**Task description**
State only how many lines below include the word "adirondack".

Records shown Start Marker

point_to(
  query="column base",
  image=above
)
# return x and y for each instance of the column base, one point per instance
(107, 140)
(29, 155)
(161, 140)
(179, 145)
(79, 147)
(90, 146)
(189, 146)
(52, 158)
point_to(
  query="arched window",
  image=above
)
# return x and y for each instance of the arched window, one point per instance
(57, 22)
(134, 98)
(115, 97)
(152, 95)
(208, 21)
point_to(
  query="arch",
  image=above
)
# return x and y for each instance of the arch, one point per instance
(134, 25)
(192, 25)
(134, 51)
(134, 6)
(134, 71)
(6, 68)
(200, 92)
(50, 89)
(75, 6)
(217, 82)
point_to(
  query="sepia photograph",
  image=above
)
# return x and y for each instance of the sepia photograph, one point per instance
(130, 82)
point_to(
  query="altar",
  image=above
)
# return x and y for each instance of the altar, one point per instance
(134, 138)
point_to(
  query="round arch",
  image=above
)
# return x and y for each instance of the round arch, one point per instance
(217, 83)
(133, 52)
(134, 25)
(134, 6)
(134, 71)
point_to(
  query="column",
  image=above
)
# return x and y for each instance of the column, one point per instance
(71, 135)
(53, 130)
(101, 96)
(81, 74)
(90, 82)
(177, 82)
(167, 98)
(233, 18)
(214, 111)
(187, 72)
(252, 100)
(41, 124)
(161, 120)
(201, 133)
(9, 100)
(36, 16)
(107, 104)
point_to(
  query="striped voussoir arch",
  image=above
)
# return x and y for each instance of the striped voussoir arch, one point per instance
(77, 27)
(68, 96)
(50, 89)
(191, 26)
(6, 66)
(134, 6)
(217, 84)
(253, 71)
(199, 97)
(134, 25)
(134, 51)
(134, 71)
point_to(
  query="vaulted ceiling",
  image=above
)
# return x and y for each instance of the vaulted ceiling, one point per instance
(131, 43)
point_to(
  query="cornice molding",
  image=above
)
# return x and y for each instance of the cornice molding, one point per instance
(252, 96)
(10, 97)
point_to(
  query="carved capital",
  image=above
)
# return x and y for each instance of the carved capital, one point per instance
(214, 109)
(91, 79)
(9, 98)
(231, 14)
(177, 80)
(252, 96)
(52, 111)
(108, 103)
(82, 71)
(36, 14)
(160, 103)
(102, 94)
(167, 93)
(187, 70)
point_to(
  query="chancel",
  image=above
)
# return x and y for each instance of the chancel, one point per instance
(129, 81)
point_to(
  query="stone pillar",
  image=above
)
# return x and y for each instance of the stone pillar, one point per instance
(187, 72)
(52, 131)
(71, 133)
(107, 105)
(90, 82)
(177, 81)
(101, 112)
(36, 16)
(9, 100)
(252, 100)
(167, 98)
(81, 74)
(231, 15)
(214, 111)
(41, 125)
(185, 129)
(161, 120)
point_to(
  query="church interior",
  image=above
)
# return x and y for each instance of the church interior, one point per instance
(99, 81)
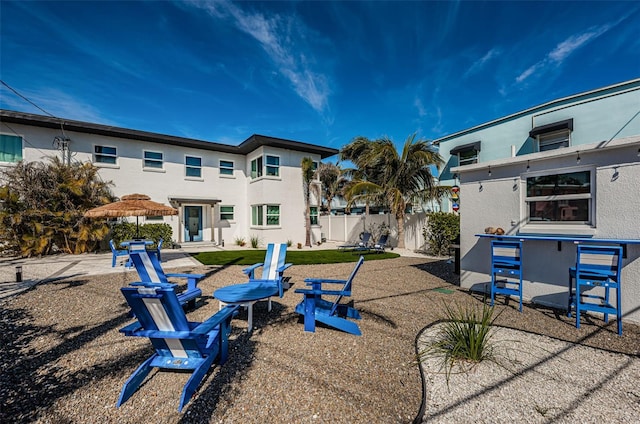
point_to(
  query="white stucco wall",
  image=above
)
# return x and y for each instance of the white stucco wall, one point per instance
(238, 190)
(498, 201)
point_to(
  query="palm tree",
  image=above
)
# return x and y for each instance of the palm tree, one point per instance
(395, 179)
(332, 181)
(307, 187)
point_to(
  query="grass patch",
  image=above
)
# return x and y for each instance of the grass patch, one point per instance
(250, 257)
(464, 339)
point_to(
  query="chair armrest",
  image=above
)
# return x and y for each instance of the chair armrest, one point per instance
(224, 314)
(311, 281)
(283, 268)
(249, 270)
(321, 292)
(131, 328)
(190, 276)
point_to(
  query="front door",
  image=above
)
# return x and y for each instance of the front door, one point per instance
(193, 223)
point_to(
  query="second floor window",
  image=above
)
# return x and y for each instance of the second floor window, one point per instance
(193, 166)
(226, 167)
(105, 154)
(153, 160)
(10, 148)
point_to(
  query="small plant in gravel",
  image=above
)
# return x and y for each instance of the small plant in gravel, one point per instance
(464, 339)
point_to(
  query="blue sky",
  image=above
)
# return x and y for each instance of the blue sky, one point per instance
(318, 72)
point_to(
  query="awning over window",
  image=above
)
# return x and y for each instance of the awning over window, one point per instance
(471, 146)
(567, 124)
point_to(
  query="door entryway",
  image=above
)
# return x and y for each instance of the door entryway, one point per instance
(193, 223)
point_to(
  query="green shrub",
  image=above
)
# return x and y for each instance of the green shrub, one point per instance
(464, 338)
(440, 231)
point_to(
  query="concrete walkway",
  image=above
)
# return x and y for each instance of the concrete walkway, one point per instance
(49, 268)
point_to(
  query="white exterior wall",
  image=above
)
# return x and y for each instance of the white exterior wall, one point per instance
(498, 201)
(128, 176)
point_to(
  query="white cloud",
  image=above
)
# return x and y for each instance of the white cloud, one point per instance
(277, 36)
(479, 64)
(563, 50)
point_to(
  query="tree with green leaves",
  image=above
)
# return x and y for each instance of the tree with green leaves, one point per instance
(43, 206)
(391, 178)
(332, 183)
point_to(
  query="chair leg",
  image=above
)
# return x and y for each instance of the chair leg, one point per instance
(133, 383)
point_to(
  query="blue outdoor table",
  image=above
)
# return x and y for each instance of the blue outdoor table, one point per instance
(246, 294)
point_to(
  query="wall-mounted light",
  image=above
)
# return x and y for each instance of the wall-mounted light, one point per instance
(615, 174)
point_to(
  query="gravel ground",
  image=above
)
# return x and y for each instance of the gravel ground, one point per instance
(63, 360)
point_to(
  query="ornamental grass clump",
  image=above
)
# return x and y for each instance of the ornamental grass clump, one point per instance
(464, 339)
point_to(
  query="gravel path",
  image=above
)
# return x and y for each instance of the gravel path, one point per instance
(63, 359)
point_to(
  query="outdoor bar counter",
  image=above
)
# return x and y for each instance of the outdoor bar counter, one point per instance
(546, 260)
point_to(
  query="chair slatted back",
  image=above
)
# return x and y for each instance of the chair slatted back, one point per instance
(147, 264)
(157, 308)
(599, 259)
(273, 260)
(346, 290)
(506, 254)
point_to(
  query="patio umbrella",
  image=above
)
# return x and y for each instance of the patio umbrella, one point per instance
(131, 205)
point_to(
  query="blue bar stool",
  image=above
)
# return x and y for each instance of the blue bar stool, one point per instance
(596, 266)
(506, 262)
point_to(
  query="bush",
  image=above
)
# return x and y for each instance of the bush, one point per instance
(441, 230)
(465, 337)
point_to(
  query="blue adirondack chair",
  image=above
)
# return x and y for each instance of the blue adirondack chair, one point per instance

Records shown End Marker

**Answer to this task**
2